Missouri Court of Appeals, Western District
Nov 8, 2005
No. WD 64501 (Mo. Ct. App. Nov. 8, 2005)

Opinion

No. WD 64501

November 8, 2005.

In the Circuit Court of Boone County, The Honorable Clifford Eugene Hamilton, Jr., Judge.

Before Victor C. Howard, P.J., James M. Smart, Jr., and Thomas H. Newton, JJ.


Lamont Kemp appeals the denial of his motion for new trial on his convictions for felonious restraint, § 565.120, and unlawful use of a weapon, § 571.030.1(4). Kemp raises three points on appeal. All of the points are related to the admission of out-of-court statements made by the alleged victim, Jackie Washington, who was not present at trial.

All statutory references are to the Revised Statutes of Missouri, 2000, unless otherwise indicated.

[Excerpted data]

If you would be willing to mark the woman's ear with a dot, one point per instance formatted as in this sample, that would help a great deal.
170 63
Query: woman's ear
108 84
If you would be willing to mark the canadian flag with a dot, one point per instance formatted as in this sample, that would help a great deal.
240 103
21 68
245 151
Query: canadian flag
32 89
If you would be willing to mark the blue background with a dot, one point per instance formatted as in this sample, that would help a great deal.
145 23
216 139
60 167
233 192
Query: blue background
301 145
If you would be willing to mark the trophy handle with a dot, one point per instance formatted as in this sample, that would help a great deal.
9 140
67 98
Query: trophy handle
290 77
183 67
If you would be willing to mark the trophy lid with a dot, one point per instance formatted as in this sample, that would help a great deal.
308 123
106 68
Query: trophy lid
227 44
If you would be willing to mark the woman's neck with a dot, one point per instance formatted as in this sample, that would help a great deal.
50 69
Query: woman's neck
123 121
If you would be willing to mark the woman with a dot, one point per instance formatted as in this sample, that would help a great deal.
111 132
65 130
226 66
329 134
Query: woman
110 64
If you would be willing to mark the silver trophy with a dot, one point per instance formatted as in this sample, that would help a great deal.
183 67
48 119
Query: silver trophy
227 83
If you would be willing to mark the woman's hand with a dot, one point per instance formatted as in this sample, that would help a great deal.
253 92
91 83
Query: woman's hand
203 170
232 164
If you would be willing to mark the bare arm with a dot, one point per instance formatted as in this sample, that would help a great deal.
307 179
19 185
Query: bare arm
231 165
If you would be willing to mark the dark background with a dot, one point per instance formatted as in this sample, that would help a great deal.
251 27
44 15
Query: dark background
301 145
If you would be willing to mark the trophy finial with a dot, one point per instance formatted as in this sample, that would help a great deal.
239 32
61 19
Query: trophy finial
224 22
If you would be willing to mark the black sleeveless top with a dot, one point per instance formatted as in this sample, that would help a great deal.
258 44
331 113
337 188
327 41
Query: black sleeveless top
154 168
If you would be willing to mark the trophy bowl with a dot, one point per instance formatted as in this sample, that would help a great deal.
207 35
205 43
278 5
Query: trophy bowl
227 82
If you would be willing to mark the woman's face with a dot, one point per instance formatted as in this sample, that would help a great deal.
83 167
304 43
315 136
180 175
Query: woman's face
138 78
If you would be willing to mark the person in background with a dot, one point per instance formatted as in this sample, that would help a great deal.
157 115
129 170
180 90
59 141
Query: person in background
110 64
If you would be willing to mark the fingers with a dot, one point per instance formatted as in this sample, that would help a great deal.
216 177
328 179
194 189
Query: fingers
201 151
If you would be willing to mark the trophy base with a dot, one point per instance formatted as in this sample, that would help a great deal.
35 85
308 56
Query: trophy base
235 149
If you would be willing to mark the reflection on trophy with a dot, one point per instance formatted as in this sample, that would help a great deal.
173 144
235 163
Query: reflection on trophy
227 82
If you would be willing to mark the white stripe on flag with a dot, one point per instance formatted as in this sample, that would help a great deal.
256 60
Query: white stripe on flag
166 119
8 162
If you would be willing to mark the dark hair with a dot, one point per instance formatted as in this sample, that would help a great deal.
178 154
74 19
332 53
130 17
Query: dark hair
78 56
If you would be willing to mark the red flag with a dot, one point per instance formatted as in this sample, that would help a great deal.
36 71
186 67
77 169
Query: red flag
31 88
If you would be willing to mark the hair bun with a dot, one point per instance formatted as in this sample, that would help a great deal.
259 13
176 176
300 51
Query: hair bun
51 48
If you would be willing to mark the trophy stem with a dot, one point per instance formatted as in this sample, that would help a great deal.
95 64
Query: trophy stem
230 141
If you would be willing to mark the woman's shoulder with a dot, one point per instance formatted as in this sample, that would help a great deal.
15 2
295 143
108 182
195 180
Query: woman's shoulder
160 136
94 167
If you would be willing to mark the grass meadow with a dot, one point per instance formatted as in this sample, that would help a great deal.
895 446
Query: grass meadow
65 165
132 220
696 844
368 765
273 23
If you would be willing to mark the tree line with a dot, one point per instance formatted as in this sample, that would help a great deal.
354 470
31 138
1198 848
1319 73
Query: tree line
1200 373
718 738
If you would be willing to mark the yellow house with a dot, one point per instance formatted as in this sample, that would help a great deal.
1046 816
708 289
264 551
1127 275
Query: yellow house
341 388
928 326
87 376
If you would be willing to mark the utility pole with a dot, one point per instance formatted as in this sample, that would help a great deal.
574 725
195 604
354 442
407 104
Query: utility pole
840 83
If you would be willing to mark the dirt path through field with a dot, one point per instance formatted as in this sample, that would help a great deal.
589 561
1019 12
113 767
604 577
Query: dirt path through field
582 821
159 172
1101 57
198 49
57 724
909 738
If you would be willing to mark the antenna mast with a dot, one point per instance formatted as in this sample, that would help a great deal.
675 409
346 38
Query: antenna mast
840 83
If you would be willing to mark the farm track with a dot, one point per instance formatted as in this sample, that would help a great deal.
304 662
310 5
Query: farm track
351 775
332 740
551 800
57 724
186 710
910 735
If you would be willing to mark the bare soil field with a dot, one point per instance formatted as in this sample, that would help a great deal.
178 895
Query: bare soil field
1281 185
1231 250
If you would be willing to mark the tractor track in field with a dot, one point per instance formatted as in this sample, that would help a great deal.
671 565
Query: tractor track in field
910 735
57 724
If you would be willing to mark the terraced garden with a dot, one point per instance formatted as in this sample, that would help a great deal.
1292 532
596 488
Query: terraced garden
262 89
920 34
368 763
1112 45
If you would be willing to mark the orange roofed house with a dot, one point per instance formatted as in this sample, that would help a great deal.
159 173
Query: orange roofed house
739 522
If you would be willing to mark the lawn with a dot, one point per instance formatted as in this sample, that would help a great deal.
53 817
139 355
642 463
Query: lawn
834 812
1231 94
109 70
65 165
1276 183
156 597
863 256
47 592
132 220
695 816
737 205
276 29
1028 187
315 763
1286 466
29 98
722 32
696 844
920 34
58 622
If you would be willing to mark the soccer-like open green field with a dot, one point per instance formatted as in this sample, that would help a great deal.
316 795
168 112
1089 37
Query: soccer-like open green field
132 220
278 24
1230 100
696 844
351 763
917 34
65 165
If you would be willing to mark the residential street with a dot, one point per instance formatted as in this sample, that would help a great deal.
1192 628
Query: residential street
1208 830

[Problem details]
Please write out the appeals court opinion again, starting with "Before Victor C." and going on through "present at trial.", and change "felonious restraint" to "false imprisonment".

[Solved exercise]
Before Victor C. Howard, P.J., James M. Smart, Jr., and Thomas H. Newton, JJ.


Lamont Kemp appeals the denial of his motion for new trial on his convictions for false imprisonment, § 565.120, and unlawful use of a weapon, § 571.030.1(4). Kemp raises three points on appeal. All of the points are related to the admission of out-of-court statements made by the alleged victim, Jackie Washington, who was not present at trial.